* [Short task A]:
Render the part of the location labeling records that opens with the line containing "Where can the white foam" and runs through the last line of the records as a numbered list, leaving out any blank lines.

Last night, as I lay on my sofa watching a movie, I got a match.com email that said simply: “Still gorgeous…”
His profile was hidden, and a couple of dreadful possibilities were playing with my brain, so I replied, “Who are you?”
The immediate response, “The one guy who keeps waiting for you to get back in touch…”
In the mini-drama that is my life, there are many recurring characters. “Coach” is one of them.
I call him Coach because that’s his job — he’s a professional coach at a local university. I met him on match.com two years ago. We dated briefly. He thought I wasn’t particularly interested in him, and I thought he wasn’t particularly interested in me. We stopped dating after about a month. But he has never fully disappeared.
In fact, he has always had an amazing sense of timing — usually reappearing in my life unsummoned within days of a break-up, despite the fact that we have no mutual friends and he lives 35 miles away. He’s never been exactly a “rebound guy,” because we’re better friends than that… he’s more like a soft place to land when I’m bruised and tentative. He arrives, pampers me, and validates me in every way possible.
My relationship with Coach is complicated. He’s a good man, tall, broad-shouldered, funny, smart, and successful. He adores me — he calls me “the total package.” He’s told me on multiple occasions that I’m his ideal woman and the yardstick by which he measures other women. We have great chemistry and can talk plainly about anything. Coach never had kids, but always wished he had. Me and my girls are like a perfectly packaged family in his mind. He likes everything about me.

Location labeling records
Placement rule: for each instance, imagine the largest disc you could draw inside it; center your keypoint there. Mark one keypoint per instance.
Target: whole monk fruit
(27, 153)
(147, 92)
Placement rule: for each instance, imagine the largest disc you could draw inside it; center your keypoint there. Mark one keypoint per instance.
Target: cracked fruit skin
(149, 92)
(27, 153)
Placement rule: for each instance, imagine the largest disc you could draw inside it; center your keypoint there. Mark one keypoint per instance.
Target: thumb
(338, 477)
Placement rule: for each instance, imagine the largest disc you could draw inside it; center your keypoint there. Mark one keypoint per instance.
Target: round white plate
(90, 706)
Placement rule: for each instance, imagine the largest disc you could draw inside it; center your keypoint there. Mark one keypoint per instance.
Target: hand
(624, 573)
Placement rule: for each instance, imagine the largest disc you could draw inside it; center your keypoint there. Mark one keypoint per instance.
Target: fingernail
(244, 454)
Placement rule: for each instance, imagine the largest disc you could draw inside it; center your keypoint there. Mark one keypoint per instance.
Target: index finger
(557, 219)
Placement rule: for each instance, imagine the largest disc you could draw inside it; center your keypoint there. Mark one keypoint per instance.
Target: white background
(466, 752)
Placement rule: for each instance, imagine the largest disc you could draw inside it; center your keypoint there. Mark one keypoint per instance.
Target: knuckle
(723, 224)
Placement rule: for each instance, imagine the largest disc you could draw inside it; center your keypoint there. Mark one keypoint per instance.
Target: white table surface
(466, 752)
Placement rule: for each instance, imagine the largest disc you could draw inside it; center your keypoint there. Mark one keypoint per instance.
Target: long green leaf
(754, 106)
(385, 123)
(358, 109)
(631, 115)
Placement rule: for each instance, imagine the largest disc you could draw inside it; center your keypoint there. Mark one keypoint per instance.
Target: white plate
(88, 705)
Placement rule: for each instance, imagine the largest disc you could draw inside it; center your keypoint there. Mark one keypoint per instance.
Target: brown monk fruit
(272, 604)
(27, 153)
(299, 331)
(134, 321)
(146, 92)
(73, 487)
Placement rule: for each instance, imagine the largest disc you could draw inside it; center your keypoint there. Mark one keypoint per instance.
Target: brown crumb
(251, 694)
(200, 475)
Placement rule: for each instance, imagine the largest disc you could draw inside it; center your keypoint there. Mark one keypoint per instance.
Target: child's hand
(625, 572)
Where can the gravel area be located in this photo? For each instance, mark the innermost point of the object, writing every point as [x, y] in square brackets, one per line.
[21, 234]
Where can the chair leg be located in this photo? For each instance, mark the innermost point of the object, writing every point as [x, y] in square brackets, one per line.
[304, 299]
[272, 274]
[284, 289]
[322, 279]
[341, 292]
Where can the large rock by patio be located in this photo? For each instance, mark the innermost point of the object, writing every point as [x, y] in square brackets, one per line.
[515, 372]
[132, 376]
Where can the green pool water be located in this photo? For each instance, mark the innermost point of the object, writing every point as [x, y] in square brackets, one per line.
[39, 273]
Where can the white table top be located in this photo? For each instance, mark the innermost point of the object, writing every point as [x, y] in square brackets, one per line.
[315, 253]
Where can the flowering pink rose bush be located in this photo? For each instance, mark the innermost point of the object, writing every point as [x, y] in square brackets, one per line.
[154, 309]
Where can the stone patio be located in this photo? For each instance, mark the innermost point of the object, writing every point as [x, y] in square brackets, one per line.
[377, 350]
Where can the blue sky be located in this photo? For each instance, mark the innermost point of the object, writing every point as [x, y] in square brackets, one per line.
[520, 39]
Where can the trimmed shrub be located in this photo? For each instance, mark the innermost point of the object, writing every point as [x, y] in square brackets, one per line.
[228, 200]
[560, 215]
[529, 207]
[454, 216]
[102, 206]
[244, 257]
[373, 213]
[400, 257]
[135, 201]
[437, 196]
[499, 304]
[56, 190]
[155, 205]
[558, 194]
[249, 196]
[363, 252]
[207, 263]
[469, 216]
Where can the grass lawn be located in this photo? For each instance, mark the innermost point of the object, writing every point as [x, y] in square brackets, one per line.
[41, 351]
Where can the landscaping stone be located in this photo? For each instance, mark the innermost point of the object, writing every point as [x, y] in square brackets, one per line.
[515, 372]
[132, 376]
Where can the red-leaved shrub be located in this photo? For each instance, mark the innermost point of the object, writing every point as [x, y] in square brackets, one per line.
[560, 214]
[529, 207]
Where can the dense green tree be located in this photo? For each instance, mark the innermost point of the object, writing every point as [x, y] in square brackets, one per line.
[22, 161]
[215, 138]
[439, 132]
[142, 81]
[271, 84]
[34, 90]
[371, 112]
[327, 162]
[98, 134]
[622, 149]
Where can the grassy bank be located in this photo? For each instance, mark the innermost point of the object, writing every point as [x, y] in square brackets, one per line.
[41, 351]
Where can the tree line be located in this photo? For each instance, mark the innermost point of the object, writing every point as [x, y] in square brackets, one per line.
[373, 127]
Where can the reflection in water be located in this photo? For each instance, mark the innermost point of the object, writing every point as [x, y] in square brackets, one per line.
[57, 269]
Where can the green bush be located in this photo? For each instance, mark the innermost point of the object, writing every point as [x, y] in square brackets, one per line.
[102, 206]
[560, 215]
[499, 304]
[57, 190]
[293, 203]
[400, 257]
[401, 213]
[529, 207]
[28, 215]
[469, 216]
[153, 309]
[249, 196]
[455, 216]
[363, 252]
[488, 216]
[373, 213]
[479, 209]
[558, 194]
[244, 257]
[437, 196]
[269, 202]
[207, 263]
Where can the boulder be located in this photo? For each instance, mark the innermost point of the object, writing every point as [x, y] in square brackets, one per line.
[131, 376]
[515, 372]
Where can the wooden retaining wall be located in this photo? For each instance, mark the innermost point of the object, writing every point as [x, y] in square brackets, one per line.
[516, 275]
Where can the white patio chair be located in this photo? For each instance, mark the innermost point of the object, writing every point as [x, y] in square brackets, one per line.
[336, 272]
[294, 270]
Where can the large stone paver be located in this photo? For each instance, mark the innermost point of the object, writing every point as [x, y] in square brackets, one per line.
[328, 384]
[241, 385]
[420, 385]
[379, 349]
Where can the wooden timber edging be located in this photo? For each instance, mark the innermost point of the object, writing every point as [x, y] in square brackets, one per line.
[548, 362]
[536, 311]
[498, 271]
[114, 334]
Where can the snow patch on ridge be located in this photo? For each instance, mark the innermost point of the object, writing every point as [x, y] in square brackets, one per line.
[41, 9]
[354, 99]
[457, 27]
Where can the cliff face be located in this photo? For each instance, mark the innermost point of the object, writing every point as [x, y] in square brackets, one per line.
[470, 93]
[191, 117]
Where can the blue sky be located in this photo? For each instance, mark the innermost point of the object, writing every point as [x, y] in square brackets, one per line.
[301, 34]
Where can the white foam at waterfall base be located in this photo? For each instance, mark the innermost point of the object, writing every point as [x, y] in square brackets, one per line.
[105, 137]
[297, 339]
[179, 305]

* [Short task B]:
Set down the part of the dating blog post that opens with the words containing "In fact, he" and closes with "everything about me.", copying it word for word.

* [Task solution A]:
1. Where can the white foam at waterfall base be located in this photo? For each instance, mark the innermost point of the object, writing every point as [x, y] in square brackets, one per line.
2. [105, 137]
3. [297, 339]
4. [179, 305]

* [Task solution B]:
In fact, he has always had an amazing sense of timing — usually reappearing in my life unsummoned within days of a break-up, despite the fact that we have no mutual friends and he lives 35 miles away. He’s never been exactly a “rebound guy,” because we’re better friends than that… he’s more like a soft place to land when I’m bruised and tentative. He arrives, pampers me, and validates me in every way possible.
My relationship with Coach is complicated. He’s a good man, tall, broad-shouldered, funny, smart, and successful. He adores me — he calls me “the total package.” He’s told me on multiple occasions that I’m his ideal woman and the yardstick by which he measures other women. We have great chemistry and can talk plainly about anything. Coach never had kids, but always wished he had. Me and my girls are like a perfectly packaged family in his mind. He likes everything about me.